**The problem**
Put every line of the data below into a Markdown table with two columns, Row and Line. Number the rows and leave out blank lines.

**Data extract**

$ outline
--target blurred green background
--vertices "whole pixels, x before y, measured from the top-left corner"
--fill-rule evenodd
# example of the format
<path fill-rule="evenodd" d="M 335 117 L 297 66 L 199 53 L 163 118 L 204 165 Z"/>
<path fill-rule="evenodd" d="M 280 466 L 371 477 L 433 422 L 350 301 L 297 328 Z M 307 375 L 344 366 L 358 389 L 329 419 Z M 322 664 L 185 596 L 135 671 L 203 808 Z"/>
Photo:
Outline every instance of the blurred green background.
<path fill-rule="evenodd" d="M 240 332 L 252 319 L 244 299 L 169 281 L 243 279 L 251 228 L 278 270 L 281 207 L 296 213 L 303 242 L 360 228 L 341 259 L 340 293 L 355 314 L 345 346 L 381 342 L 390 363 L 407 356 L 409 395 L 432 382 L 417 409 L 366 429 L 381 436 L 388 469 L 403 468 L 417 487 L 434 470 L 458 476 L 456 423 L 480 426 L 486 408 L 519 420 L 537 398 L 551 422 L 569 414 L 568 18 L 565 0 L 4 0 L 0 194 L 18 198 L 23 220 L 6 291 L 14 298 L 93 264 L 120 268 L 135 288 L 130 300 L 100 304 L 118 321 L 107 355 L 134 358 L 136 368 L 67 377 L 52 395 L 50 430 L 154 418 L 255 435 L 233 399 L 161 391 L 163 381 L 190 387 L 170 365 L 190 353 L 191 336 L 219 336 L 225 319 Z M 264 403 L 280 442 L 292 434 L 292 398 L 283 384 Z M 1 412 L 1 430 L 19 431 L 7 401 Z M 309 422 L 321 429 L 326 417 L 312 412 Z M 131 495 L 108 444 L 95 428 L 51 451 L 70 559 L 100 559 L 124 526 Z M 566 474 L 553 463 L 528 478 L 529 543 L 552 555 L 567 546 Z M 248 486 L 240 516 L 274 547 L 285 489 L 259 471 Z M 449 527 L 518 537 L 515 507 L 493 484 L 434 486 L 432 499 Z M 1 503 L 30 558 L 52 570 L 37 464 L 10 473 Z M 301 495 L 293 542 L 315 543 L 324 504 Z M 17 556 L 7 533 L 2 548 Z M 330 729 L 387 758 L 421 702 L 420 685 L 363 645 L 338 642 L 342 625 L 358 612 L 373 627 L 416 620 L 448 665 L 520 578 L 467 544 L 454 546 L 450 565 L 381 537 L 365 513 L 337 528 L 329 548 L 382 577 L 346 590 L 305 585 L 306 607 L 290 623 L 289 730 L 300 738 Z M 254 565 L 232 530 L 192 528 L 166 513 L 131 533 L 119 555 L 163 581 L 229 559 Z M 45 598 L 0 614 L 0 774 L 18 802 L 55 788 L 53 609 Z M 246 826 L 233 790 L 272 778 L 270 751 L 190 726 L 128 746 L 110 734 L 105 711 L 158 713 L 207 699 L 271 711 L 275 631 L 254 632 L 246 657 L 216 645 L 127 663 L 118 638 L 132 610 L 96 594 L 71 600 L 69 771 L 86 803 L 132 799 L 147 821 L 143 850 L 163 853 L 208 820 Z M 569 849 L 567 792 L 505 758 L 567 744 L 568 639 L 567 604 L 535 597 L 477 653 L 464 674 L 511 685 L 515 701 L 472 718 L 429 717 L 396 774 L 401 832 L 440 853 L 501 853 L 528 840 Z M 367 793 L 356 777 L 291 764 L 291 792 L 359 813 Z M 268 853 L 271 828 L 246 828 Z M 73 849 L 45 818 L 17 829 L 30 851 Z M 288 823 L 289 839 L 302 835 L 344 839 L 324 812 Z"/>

**Completed task**
| Row | Line |
|---|---|
| 1 | $ outline |
| 2 | --target blurred green background |
| 3 | --vertices "whole pixels, x before y, measured from the top-left corner" |
| 4 | --fill-rule evenodd |
| 5 | # example of the format |
| 6 | <path fill-rule="evenodd" d="M 335 117 L 297 66 L 199 53 L 163 118 L 204 165 Z"/> |
| 7 | <path fill-rule="evenodd" d="M 280 466 L 371 477 L 433 422 L 350 301 L 297 328 Z M 307 375 L 344 366 L 358 389 L 329 419 Z M 322 664 L 185 596 L 135 671 L 203 808 Z"/> |
| 8 | Photo: |
| 9 | Outline every instance of the blurred green background. |
| 10 | <path fill-rule="evenodd" d="M 240 332 L 252 319 L 244 299 L 169 281 L 243 279 L 251 228 L 278 270 L 281 207 L 296 213 L 303 242 L 360 228 L 341 259 L 340 293 L 355 314 L 345 346 L 381 342 L 390 363 L 407 356 L 409 395 L 432 382 L 417 409 L 366 429 L 381 436 L 388 469 L 403 468 L 417 487 L 434 470 L 458 476 L 456 423 L 480 426 L 486 408 L 519 420 L 537 398 L 551 422 L 569 414 L 568 18 L 565 0 L 4 0 L 0 194 L 18 198 L 23 220 L 6 291 L 14 298 L 93 264 L 120 268 L 135 288 L 130 300 L 100 304 L 118 321 L 107 355 L 134 358 L 136 368 L 67 377 L 52 395 L 50 430 L 154 418 L 255 435 L 233 399 L 161 391 L 163 381 L 190 387 L 170 365 L 190 353 L 191 336 L 219 336 L 225 319 Z M 264 403 L 280 442 L 292 434 L 292 398 L 283 384 Z M 1 412 L 1 430 L 19 431 L 7 401 Z M 309 422 L 321 429 L 326 417 L 312 412 Z M 131 495 L 108 444 L 95 428 L 51 451 L 70 559 L 100 559 L 124 526 Z M 566 474 L 553 463 L 528 478 L 529 543 L 552 555 L 567 546 Z M 248 486 L 240 516 L 274 547 L 285 489 L 259 471 Z M 449 527 L 518 537 L 515 507 L 493 484 L 434 486 L 432 499 Z M 1 503 L 30 558 L 52 570 L 37 464 L 10 473 Z M 301 495 L 293 542 L 315 543 L 324 504 Z M 17 556 L 7 533 L 2 548 Z M 330 729 L 387 758 L 421 702 L 420 685 L 363 645 L 338 642 L 342 625 L 358 612 L 373 627 L 416 620 L 448 665 L 520 578 L 467 544 L 454 546 L 450 565 L 381 537 L 365 513 L 337 528 L 329 548 L 382 577 L 346 590 L 305 585 L 306 607 L 290 623 L 289 730 L 300 738 Z M 254 565 L 232 530 L 192 528 L 166 513 L 131 533 L 119 555 L 163 581 L 229 559 Z M 45 598 L 0 614 L 0 774 L 18 802 L 55 788 L 53 609 Z M 246 826 L 233 790 L 272 778 L 270 751 L 190 726 L 128 746 L 110 734 L 105 711 L 158 713 L 207 699 L 271 711 L 275 631 L 254 632 L 246 657 L 216 645 L 127 663 L 118 638 L 132 610 L 96 594 L 71 600 L 69 771 L 86 803 L 132 799 L 147 821 L 143 850 L 163 853 L 208 820 Z M 569 849 L 567 792 L 505 758 L 567 744 L 568 639 L 567 604 L 535 597 L 477 653 L 464 674 L 511 685 L 515 701 L 472 718 L 429 717 L 396 774 L 401 832 L 440 853 L 501 853 L 528 840 Z M 367 793 L 356 777 L 291 764 L 291 792 L 359 813 Z M 268 853 L 271 828 L 246 828 Z M 73 849 L 45 818 L 17 829 L 30 851 Z M 288 823 L 289 839 L 302 835 L 344 839 L 324 812 Z"/> |